───── Estratto del testo

La politica estera di Pechino alla prova della complessità

Secondo la tradizione del pensiero strategico cinese il prerequisito essenziale della politica estera nazionale è un’attenta lettura delle “propensioni complessive dell’ambiente circostante” (shi, 势): la capacità di comprendere l’evoluzione dei fattori di potere che plasmano il quadro internazionale e, quindi, di assecondare le tendenze in atto traendone il massimo vantaggio.

Oggi Pechino vede configurarsi lo shi nel mondo globalizzato in modo diverso rispetto all’inizio del ciclo politico che si va concludendo con il rinnovo della leadership del Partito-Stato cinese. Per cogliere le differenze più significative è utile confrontare l’edizione 2002 del Libro bianco sulla Difesa nazionale con quella del 2010, pubblicata nel marzo 2011. I libri bianchi, redatti dall’Ufficio Informazioni del Consiglio degli Affari di Stato (la denominazione del governo nell’ordinamento della Repubblica popolare cinese) vengono approvati dai massimi vertici politici del paese. È con i libri bianchi che le autorità cinesi rendono note al mondo le proprie posizioni su temi di particolare importanza. Confrontando il primo e l’ultimo testo sulla sicurezza nazionale diffusi durante il doppio mandato di Hu Jintao quale Segretario generale del Partito comunista cinese (Pcc) si notano nel corso di un decennio due variazioni sostanziali: da un lato, è emerso un orgoglioso senso di ritrovata centralità della Cina nel sistema internazionale; dall’altro, una chiara consapevolezza della complessità delle sfide che anche i grandi paesi devono fronteggiare.

──────────

→ **Compiti da svolgere**
a) Riformuli in modo più conciso il paragrafo del testo sulla politica estera cinese che inizia con «Oggi Pechino vede configurarsi», mantenendone i fatti principali.
b) Prosegua il testo sulla politica estera cinese dal punto in cui si interrompe.

───── Voci fornite

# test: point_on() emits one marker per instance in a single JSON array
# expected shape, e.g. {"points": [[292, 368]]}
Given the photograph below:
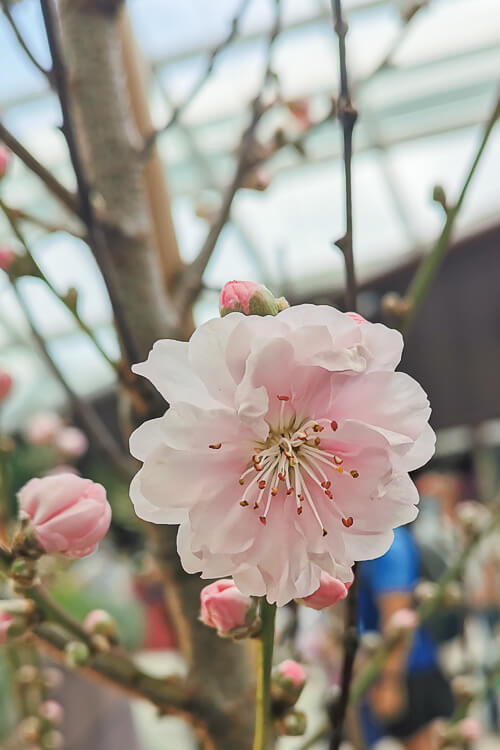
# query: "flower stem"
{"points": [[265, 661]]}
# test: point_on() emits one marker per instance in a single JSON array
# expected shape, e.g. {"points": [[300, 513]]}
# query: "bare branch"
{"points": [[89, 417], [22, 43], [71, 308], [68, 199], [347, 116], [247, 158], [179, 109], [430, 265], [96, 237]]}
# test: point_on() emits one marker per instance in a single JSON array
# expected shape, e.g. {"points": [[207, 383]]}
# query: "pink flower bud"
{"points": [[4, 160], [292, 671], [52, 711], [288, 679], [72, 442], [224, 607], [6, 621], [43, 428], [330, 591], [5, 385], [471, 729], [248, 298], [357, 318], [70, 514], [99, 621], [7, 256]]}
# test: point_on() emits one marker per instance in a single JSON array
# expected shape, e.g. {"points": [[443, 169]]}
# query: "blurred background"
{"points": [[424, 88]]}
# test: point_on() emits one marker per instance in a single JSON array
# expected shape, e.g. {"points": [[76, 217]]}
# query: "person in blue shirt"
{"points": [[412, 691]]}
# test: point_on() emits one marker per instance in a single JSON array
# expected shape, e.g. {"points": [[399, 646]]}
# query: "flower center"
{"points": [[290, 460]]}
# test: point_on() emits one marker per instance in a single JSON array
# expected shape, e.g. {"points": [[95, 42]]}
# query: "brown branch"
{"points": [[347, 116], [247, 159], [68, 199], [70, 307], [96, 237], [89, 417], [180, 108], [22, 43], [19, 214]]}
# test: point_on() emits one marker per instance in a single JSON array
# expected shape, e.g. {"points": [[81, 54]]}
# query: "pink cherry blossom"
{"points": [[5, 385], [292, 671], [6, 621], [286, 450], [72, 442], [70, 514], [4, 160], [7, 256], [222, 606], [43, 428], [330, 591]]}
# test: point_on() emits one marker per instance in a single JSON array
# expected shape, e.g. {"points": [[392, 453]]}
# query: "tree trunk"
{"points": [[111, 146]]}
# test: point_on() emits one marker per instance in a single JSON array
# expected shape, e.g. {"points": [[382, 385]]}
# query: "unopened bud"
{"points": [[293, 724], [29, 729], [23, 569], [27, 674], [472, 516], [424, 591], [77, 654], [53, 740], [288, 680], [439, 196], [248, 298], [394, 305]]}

──────────
───── Voci fornite

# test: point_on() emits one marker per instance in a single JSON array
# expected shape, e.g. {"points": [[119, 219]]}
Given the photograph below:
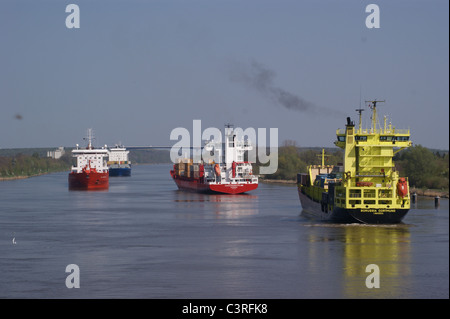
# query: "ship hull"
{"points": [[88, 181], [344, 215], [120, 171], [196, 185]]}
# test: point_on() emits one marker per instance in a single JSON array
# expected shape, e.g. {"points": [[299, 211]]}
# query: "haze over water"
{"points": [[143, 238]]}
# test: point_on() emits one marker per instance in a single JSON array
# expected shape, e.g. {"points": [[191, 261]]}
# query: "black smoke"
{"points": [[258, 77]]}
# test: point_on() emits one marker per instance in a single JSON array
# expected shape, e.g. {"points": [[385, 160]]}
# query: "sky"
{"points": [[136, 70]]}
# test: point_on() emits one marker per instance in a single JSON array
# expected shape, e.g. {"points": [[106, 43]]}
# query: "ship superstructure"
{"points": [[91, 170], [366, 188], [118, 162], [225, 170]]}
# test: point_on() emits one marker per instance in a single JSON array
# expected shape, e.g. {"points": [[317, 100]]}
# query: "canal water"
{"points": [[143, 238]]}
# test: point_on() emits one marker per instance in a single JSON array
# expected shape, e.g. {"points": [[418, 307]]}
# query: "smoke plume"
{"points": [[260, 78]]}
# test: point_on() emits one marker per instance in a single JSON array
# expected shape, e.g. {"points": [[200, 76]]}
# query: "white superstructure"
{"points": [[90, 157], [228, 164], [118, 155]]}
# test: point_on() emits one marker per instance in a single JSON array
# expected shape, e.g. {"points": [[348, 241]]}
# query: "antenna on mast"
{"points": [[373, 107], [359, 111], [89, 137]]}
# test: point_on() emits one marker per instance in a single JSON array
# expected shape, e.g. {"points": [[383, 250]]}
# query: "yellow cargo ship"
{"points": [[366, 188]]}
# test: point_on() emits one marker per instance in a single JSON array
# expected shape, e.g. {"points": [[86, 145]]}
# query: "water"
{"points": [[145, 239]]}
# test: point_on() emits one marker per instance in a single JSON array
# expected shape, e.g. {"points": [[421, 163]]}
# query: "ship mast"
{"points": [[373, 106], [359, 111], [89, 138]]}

──────────
───── Voci fornite

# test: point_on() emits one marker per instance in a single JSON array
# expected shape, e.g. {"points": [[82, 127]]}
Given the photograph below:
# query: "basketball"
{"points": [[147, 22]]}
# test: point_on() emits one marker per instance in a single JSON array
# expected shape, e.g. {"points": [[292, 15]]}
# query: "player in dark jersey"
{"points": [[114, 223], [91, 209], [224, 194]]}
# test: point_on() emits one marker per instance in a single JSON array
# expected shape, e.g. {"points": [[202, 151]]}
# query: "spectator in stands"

──────────

→ **Risultati per compito**
a) Pechino oggi interpreta lo shi del mondo globalizzato in modo diverso rispetto all'inizio del ciclo politico che si chiude con il rinnovo della leadership del Partito-Stato. Lo dimostra il confronto tra il Libro bianco sulla Difesa nazionale del 2002 e quello del 2010, pubblicato nel marzo 2011. I libri bianchi sono redatti dall'Ufficio Informazioni del Consiglio degli Affari di Stato e approvati dai massimi vertici politici. Con essi le autorità cinesi comunicano al mondo le proprie posizioni su temi di particolare importanza. Il primo e l'ultimo di questi testi sulla sicurezza nazionale risalgono al doppio mandato di Hu Jintao come Segretario generale del Pcc. Il loro confronto rivela due cambiamenti sostanziali: un orgoglioso senso di ritrovata centralità della Cina nel sistema internazionale e una chiara consapevolezza della complessità delle sfide che anche i grandi paesi devono affrontare.

b)
Si nota innanzitutto un mutato atteggiamento rispetto alla fisionomia e alle dinamiche di trasformazione dell’ordine internazionale: ritenuto nel 2002 “ingiusto e irrazionale, bisognoso di cambiamenti radicali”, nel 2011 esso viene giudicato più equilibrato nei propri assetti, caratterizzato da una sempre maggiore globalizzazione dell’economia e dall’affermarsi dei paesi emergenti. Si tratta di un’evoluzione in linea con l’auspicata transizione verso un sistema multipolare, che consente alla Rpc una maggiore libertà d’azione. Sono infatti venuti meno i vincoli imposti prima dalla Guerra fredda, poi dal “momento unipolare” statunitense, e infine dai negoziati per l’accesso alle principali organizzazioni internazionali (culminati con l’ammissione all’Organizzazione mondiale del commercio nel 2001).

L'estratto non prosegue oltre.